(Saved data entries)
+-------+
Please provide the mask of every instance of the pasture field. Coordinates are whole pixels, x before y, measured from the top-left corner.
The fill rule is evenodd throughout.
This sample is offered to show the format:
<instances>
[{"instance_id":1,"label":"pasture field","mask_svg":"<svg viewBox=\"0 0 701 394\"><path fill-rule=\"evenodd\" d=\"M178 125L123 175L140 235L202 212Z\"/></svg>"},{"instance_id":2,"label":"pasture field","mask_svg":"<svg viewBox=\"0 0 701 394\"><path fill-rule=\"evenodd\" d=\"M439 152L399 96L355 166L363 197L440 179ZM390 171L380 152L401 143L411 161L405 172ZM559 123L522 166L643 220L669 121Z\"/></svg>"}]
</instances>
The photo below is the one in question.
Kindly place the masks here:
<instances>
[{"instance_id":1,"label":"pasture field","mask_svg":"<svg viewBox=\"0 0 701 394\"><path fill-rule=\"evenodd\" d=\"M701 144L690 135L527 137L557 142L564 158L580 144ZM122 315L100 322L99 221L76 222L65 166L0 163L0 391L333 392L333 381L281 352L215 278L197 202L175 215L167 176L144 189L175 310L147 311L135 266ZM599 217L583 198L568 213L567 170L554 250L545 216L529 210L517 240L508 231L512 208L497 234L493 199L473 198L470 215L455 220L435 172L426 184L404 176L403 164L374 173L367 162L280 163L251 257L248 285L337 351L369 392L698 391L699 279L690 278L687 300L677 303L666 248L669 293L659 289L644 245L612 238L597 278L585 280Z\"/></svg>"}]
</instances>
+-------+
## Exercise
Render every one of the records above as a two-column CSV with the headers "prompt" and "completion," giving one row per request: the request text goes under "prompt" and its answer under "completion." Enclose each field in double quotes, and replace every line break inside a field with a space.

## The answer
prompt,completion
"Please provide the mask of every instance of the pasture field. Coordinates are whole pixels, x before y, measured from the top-left corner. The fill rule is evenodd throughout. This sample is offered to show the format: <instances> [{""instance_id"":1,""label"":""pasture field"",""mask_svg"":""<svg viewBox=\""0 0 701 394\""><path fill-rule=\""evenodd\"" d=\""M178 125L123 175L140 235L202 212Z\""/></svg>""},{""instance_id"":2,""label"":""pasture field"",""mask_svg"":""<svg viewBox=\""0 0 701 394\""><path fill-rule=\""evenodd\"" d=\""M439 152L399 96L355 166L363 197L440 179ZM390 171L380 152L401 143L411 161L405 172ZM559 123L522 166L643 220L669 121Z\""/></svg>""}] </instances> The photo below is the one in question. Kindly place the masks here:","<instances> [{""instance_id"":1,""label"":""pasture field"",""mask_svg"":""<svg viewBox=\""0 0 701 394\""><path fill-rule=\""evenodd\"" d=\""M701 144L690 135L527 137L557 142L564 158L580 144ZM122 315L100 322L99 221L76 222L65 166L0 163L0 391L333 392L333 381L281 352L215 278L197 202L175 215L167 176L144 189L175 310L147 311L135 266ZM599 217L583 198L568 213L567 170L554 250L545 216L529 210L517 240L508 231L512 208L497 234L493 199L473 198L470 215L455 220L435 172L426 184L404 176L403 164L374 173L367 162L280 163L251 257L248 285L337 351L369 392L698 391L699 279L690 278L687 300L677 303L666 248L669 293L659 289L644 245L612 238L597 278L585 280Z\""/></svg>""}] </instances>"